## BEGIN

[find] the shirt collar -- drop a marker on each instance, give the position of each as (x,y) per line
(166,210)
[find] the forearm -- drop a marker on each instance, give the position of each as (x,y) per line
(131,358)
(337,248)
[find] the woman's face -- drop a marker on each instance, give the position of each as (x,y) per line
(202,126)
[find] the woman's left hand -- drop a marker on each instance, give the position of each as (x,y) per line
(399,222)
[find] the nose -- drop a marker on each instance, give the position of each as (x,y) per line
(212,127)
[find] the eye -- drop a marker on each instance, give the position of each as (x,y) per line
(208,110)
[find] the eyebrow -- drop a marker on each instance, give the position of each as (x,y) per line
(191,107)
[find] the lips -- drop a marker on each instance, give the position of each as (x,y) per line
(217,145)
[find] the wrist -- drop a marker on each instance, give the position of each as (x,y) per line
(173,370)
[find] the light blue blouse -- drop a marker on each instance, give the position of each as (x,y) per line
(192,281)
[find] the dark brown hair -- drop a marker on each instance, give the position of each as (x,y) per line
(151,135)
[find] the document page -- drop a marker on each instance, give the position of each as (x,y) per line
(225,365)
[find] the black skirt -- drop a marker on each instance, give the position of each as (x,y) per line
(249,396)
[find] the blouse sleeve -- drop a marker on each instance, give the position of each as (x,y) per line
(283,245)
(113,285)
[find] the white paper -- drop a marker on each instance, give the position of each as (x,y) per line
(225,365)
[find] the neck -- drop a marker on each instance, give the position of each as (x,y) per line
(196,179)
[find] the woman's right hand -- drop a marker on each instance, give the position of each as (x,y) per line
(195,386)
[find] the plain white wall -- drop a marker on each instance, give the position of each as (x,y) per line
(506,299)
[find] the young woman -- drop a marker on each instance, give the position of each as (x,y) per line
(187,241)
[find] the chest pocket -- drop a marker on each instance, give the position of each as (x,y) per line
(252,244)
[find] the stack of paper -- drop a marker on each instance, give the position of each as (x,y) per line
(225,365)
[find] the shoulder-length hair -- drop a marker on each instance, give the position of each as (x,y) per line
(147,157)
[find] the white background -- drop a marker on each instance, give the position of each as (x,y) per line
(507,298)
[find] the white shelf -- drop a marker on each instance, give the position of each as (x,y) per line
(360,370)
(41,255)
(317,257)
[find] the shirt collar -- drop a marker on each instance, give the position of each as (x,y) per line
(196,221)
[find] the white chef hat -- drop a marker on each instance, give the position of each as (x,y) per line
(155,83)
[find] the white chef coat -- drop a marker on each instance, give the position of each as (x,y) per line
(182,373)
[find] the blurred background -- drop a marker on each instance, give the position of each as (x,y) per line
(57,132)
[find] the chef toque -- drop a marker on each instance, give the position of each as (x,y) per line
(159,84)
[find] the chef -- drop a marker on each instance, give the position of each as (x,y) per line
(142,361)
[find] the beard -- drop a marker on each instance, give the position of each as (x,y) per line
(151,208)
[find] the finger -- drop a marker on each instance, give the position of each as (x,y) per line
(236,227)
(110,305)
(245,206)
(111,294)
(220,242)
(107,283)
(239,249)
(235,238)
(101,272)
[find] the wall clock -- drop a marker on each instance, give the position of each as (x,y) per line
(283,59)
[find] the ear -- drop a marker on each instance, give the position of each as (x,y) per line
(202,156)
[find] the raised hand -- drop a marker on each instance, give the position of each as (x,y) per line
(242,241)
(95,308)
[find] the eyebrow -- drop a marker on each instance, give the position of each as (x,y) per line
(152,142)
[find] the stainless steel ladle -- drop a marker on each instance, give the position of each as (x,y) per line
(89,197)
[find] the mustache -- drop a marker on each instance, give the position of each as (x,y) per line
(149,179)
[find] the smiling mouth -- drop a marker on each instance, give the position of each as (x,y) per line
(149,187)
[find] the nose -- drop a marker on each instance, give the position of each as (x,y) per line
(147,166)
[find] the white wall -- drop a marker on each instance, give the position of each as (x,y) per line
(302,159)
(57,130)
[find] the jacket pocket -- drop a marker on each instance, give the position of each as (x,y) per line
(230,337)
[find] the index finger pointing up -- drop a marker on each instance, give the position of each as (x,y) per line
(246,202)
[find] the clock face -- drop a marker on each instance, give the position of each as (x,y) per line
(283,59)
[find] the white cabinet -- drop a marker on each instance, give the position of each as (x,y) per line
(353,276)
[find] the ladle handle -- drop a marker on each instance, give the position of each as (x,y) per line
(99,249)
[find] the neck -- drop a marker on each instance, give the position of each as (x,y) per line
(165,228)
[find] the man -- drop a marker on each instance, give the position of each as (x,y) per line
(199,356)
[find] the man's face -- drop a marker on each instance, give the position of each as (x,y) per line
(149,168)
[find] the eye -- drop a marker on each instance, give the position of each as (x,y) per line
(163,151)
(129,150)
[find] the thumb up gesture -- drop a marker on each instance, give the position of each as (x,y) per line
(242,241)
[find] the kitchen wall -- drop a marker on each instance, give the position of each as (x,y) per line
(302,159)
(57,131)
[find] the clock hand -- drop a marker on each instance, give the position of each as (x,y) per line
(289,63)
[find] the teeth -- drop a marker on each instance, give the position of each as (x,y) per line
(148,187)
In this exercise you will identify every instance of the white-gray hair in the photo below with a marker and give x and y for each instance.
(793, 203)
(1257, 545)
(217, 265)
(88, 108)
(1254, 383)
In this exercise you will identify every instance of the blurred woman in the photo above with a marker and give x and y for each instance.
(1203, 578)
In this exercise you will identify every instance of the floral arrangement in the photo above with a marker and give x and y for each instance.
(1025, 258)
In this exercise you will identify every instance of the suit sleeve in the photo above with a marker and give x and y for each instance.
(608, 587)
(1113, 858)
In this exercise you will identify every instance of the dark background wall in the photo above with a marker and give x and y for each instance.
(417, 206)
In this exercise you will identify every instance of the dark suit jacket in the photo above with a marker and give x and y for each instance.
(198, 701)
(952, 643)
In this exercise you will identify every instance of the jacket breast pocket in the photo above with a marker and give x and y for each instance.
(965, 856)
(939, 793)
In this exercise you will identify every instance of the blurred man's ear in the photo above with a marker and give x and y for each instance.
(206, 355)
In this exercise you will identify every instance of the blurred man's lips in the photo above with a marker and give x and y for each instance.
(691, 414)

## END

**Exercise brief:**
Write the complete data out, exactly as above.

**Exercise solution:**
[find] the shirt collar -- drop a marker on each instance, give the position of each as (x,y) per line
(166,210)
[find] the forearm -- drop a marker on each instance, give the position of each as (x,y) per line
(131,358)
(337,248)
[find] the woman's face -- drop a marker on each instance, give the position of each as (x,y) per line
(202,126)
[find] the woman's left hand -- drop a marker on each instance, give the position of each as (x,y) per line
(399,222)
[find] the nose -- drop a marker on each instance, give the position of each as (x,y) per line
(212,127)
[find] the eye -- drop a marker on each instance, give the position of each as (x,y) per line
(208,110)
[find] the eyebrow -- drop a marker on each instance, give the position of each as (x,y) per line
(191,107)
[find] the lips -- drop a marker on each instance, give the position of each as (x,y) per line
(217,145)
[find] the wrist -- drop a marker on each instance, give the position of each as (x,y) per line
(173,370)
[find] the light blue blouse -- drop a marker on each instance, give the position of each as (x,y) per line
(192,281)
[find] the dark brown hair -- drop a marker on each instance, give the position of each as (x,y) per line
(151,135)
[find] the document page -- drop a marker on each instance, give the position of each as (x,y) per line
(225,365)
[find] the black skirt -- drop a marker on each instance, give the position of each as (x,y) per line
(249,396)
[find] the blouse sleeve -- drop a marker on each instance, give the position of each as (x,y) per line
(283,245)
(113,285)
[find] the white paper -- drop a marker on each instance, give the position of each as (x,y) per line
(225,365)
[find] the neck -- drop a marker on each instance, give the position of each as (x,y) per line
(196,179)
[find] the woman's right hand -- drop a marker on each instance, give the position of each as (x,y) per line
(195,386)
[find] the plain white wall -- drop a marker on each instance, give the position of each as (x,y) per line
(506,299)
[find] the young woman -- drop a marker on each instance, give the position of each as (x,y) per line
(187,241)
[find] the chest pocket -- drop a marker on each instance, give the position of each as (x,y) per line
(252,244)
[find] the stack of paper -- drop a marker on each instance, give the position of each as (x,y) per line
(225,365)
[find] the shoulder-length hair -- drop a marker on each instance, give the position of each as (x,y) per line
(147,157)
[find] the white background -- drop a marker on each instance, give the position of each as (x,y) per line
(507,298)
[find] the white shelf -- drop a marker on each instance, give the position of each as (x,y) per line
(360,370)
(41,255)
(317,257)
[find] the shirt collar -- drop a marker on each instance, give the position of each as (x,y) per line
(196,221)
[find] the white chef hat -- drop a marker on each instance, give the position of each as (x,y) per line
(155,83)
[find] the white chef coat -- drop a marker on each instance, give the position of each as (x,y) per line
(182,373)
[find] the blurred background -- drop a marker on each instance, give the position of each as (x,y) per line
(57,132)
[find] the chef toque -- drop a marker on each instance, give the position of each as (x,y) per line
(159,84)
[find] the chef -- drop a marker on each instance, give the position of each as (x,y) per line
(142,361)
[find] the beard -- drop a marker on each instance, give the position of each as (x,y) per line
(151,208)
[find] the finger -- drop a marker on each instance, give the position of each as (x,y) per line
(236,227)
(110,305)
(245,206)
(111,294)
(220,242)
(107,283)
(239,249)
(235,238)
(101,272)
[find] the wall clock -- drop a marker on each instance, give the position of each as (x,y) per line
(283,59)
[find] the ear -- drop a marker on each instance, give the position of each as (x,y) per line
(202,156)
[find] the raised hand -- drop a marker on each instance, give the position of each as (x,y) per line
(242,241)
(95,308)
[find] the eyebrow -- drop a marker on each instance, give the position of each as (x,y) per line
(152,142)
[find] the stainless steel ladle -- drop a marker on each instance, give the position of each as (x,y) per line
(89,197)
[find] the mustache -- drop a marker on each instance, give the position of each as (x,y) per line
(149,179)
[find] the smiling mouth -- drop a marker on each instance, give the position of each as (x,y) per line
(149,187)
[find] the nose -- drop a marker on each instance, give the position of each as (x,y) per line
(147,166)
[find] the white wall -- drop a marker on each instance, give the position of each as (x,y) per line
(302,159)
(57,130)
[find] the jacket pocket -- drop a marker on each instance, give the position of each as (x,y) per line
(230,337)
[find] the index finger pointing up -- drop a marker on each instance, give the position of each as (x,y) per line
(246,202)
[find] the clock face -- drop a marker on each instance, give the position of each as (x,y) per line
(283,59)
[find] the white cabinet -- drop a marker on each instance, give the position of each as (x,y) per line
(353,276)
[find] the ladle handle -- drop a marker on each instance, give the position of each as (x,y) per line
(99,249)
[find] the neck -- drop a marker on each instance, give the position of each as (x,y) per line
(165,228)
[find] the man -- drop a marker on each instance, give the position of each as (x,y) per line
(199,356)
[find] the man's face -- drop a marker on each instance, give the position of each as (x,y) per line
(149,168)
[find] the eye -- drop a marker on each instance, give the position of each as (x,y) per line
(163,151)
(129,150)
[find] the thumb up gesture -- drop a marker on each instance, give the position of each as (x,y) per line
(242,241)
[find] the kitchen wall -- drop a marker on each instance, give the position of each as (x,y) per line
(302,159)
(57,131)
[find] the clock hand -- drop a marker on each instance, give the position of each as (x,y) per line
(289,63)
[find] the teeth -- drop a marker on each instance, give the position of each as (x,y) per line
(148,187)
In this exercise you will identify every instance of the white-gray hair in the photo below with a marker and give x and y for each instance.
(793, 203)
(1257, 545)
(217, 265)
(88, 108)
(1254, 383)
In this exercise you will identify every instance of the blurred woman in the photo above with a marker and give x and y for each instance.
(1203, 578)
In this exercise you will identify every instance of the floral arrangement in the photo above with a marker and give x and y for each instance.
(1025, 258)
In this exercise you will identify every instance of the suit sleeve in the photo above with a marker and give x and y for each instance.
(608, 587)
(1113, 858)
In this exercise you will identify every instance of the dark background wall in the photo above with a marker and give x and y for each instance.
(417, 206)
In this exercise you will identify every instance of the dark suit jacket in the photo above with a marker and give x and y for each instance.
(198, 701)
(952, 643)
In this exercise you will identify every instance of the jacket breast pocket in the photo above with a marker and give x and y for each instance.
(965, 856)
(939, 793)
In this exercise you will identify every instance of the blurred man's ear in the photo above with a marker and give x and y for each instance.
(206, 355)
In this exercise you will identify every instance of the blurred man's lips in the photo above with a marker and give x and y for each instance.
(691, 414)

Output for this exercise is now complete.